> **Extract**:
------------------------------------------------------------------------
# WTB: Touring bike for 5' 1" rider



## mauric6943 (Apr 15, 2008)

*WTB: Touring bike for 5' 1" rider (Fulfilled)*

My girlfriend and I are planning to do some bicycle touring this summer and she needs a bike. Looking for a touring, road, mountain bike with:
Max Stand over: 28.5"
Eyelets for rack and fenders
26" or 700c wheels are OK
Steel or aluminum: NO CARBON

Would love something along the lines of Surly LHT, Crosscheck, Trek 520, older cannondale F-series, Bridgestone, etc. You get the idea. I'm posting here b/c we're are really only interested in something local to SoCal. Also posted on STR, DirtTreaders, and MTBR

PM or email me if you think you may have something. Interested in purchasing in the next week or so.

maurice


----------



## Hairy Palms (Feb 8, 2010)
------------------------------------------------------------------------
> **Supplied information**:
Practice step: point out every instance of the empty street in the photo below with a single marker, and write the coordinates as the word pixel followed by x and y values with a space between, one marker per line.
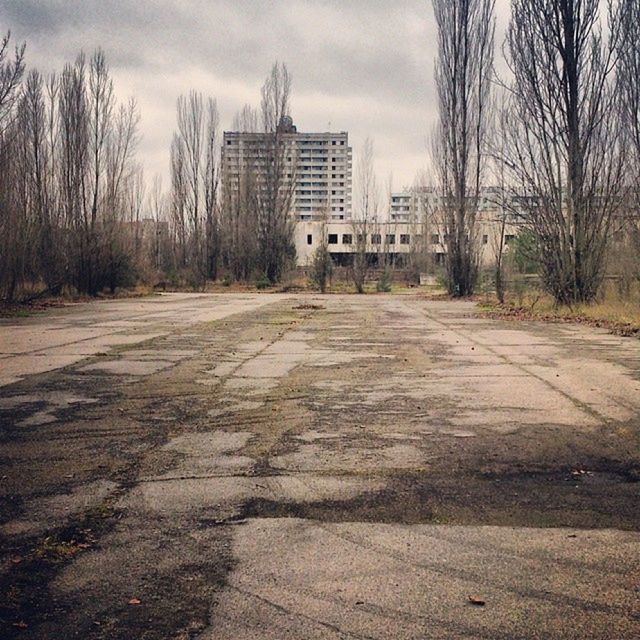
pixel 249 466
------------------------------------------------------------------------
> **Stated goal**: Copy out, word for word, the part of the touring bike thread that begins at the words "My girlfriend and" and stops after "week or so.".

> **Right answer**:
My girlfriend and I are planning to do some bicycle touring this summer and she needs a bike. Looking for a touring, road, mountain bike with:
Max Stand over: 28.5"
Eyelets for rack and fenders
26" or 700c wheels are OK
Steel or aluminum: NO CARBON

Would love something along the lines of Surly LHT, Crosscheck, Trek 520, older cannondale F-series, Bridgestone, etc. You get the idea. I'm posting here b/c we're are really only interested in something local to SoCal. Also posted on STR, DirtTreaders, and MTBR

PM or email me if you think you may have something. Interested in purchasing in the next week or so.